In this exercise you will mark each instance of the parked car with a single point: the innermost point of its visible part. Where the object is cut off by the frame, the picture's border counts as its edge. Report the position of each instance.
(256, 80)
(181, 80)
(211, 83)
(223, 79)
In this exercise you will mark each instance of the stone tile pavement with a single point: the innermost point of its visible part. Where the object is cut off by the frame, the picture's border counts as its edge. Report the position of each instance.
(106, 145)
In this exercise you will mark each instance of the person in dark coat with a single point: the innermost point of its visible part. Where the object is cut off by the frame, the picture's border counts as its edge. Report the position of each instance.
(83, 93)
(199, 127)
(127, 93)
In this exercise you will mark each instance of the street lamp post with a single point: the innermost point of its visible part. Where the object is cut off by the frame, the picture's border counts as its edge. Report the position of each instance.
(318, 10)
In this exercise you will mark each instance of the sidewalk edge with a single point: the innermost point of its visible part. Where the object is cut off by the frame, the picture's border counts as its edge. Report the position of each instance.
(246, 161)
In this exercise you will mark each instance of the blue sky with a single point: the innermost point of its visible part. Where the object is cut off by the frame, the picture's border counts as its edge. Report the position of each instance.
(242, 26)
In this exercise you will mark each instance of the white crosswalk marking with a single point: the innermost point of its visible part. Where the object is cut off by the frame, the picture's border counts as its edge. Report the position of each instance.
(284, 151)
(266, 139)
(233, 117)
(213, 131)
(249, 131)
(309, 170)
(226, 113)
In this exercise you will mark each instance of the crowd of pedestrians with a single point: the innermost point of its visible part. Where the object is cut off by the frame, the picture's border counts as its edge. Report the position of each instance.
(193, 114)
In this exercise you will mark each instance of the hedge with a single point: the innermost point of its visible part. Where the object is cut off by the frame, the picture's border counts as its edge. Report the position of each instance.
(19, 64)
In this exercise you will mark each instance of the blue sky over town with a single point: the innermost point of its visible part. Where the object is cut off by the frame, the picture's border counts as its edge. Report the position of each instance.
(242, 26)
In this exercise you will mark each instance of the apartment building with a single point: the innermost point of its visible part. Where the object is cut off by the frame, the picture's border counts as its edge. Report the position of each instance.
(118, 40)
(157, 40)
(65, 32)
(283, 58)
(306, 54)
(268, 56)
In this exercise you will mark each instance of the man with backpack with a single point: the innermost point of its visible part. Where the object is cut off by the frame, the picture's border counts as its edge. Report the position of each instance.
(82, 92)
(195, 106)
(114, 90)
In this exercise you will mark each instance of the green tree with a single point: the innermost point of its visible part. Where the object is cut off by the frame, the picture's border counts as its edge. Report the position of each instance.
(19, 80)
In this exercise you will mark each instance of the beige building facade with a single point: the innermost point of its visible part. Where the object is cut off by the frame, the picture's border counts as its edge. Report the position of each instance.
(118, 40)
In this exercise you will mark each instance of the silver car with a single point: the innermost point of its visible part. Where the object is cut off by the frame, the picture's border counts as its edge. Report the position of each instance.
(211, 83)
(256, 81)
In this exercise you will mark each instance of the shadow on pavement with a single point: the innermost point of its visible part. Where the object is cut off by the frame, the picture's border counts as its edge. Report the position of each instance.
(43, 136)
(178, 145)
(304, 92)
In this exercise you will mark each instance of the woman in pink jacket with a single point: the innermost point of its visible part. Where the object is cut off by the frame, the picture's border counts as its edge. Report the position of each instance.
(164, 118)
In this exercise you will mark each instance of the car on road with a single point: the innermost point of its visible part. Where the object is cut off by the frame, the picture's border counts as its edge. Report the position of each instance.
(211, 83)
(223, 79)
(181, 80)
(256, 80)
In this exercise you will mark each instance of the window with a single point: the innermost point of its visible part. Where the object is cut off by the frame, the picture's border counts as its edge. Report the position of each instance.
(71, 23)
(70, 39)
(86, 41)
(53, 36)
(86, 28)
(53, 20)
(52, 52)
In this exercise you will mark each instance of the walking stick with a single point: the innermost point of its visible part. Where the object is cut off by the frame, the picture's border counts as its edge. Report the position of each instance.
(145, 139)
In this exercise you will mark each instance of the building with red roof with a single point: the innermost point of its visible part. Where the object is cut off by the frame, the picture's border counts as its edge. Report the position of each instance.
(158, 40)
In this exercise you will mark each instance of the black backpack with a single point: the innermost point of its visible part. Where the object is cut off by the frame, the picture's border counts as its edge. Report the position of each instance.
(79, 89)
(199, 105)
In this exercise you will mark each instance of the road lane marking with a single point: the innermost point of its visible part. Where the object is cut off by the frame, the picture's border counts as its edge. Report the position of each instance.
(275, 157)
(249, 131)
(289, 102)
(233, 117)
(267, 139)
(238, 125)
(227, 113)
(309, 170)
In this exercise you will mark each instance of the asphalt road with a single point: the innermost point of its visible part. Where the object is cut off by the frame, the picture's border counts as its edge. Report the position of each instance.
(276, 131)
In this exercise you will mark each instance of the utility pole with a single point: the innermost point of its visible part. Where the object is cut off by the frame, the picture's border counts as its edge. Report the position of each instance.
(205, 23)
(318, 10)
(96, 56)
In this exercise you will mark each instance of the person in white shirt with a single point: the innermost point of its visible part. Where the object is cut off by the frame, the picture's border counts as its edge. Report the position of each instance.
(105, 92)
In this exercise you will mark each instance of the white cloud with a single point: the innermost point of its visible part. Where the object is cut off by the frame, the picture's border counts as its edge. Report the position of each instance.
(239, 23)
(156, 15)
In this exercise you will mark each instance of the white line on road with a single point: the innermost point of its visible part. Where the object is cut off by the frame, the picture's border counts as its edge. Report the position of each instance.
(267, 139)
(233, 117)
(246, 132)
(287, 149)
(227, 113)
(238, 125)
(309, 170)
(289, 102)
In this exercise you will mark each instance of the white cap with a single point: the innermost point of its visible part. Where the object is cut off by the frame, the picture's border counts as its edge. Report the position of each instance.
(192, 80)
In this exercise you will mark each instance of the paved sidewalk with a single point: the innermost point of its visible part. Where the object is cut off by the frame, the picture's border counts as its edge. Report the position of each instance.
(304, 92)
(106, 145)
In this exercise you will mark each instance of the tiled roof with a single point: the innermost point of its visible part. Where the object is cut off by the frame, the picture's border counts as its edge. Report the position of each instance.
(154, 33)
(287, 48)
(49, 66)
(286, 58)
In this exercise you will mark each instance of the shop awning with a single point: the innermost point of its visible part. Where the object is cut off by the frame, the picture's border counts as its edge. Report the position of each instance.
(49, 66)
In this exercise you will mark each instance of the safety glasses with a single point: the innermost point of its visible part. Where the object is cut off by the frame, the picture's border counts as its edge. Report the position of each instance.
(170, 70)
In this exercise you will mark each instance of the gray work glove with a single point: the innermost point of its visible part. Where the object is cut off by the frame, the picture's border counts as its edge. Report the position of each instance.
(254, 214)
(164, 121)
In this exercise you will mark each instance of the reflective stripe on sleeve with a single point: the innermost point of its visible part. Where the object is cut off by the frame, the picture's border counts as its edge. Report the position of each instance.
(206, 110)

Required work: Please copy the records word for word, starting at the line that contains "In this exercise you will mark each instance of the gray" and continuing through the end of the records.

Reply:
In this exercise you will mark each instance of the gray work glove with a single point: the innermost point of its visible part. Where the object is cut off by the frame, the picture's border counts as its edge. Report the position of each instance.
(254, 214)
(164, 121)
In this exercise you will mark each instance of the reflective stripe on sleeve with a single point: the innermost point of its visible part. Where the object is cut off by the frame, the picture's border counts as its edge. Report the position of each instance.
(206, 110)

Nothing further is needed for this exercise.